(TASK INSTRUCTIONS)
Reproduce all the data, character for character.
------------------------------------------------------------
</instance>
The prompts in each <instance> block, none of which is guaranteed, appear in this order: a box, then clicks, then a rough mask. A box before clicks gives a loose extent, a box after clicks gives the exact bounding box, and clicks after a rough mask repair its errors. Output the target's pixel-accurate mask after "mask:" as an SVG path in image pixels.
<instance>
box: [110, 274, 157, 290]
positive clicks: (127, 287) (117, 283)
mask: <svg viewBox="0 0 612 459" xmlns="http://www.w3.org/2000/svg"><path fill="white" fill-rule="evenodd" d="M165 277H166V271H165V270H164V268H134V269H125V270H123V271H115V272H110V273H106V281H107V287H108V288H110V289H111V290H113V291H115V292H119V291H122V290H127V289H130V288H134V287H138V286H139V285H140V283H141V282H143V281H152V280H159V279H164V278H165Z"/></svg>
------------------------------------------------------------
(ANSWER)
</instance>
The prompts in each <instance> block, none of which is guaranteed, appear in this order: a box, then clicks, then a rough mask. A box before clicks gives a loose extent, a box after clicks gives the exact bounding box, and clicks after a rough mask repair its errors. Output the target's pixel-accurate mask after "mask:" as an SVG path in image pixels.
<instance>
box: [110, 274, 157, 290]
positive clicks: (127, 287) (117, 283)
mask: <svg viewBox="0 0 612 459" xmlns="http://www.w3.org/2000/svg"><path fill="white" fill-rule="evenodd" d="M165 277H166V271H165V270H164V268H134V269H125V270H123V271H115V272H110V273H106V281H107V287H108V288H110V289H111V290H113V291H115V292H119V291H122V290H127V289H130V288H134V287H138V286H139V285H140V283H141V282H143V281H152V280H159V279H164V278H165Z"/></svg>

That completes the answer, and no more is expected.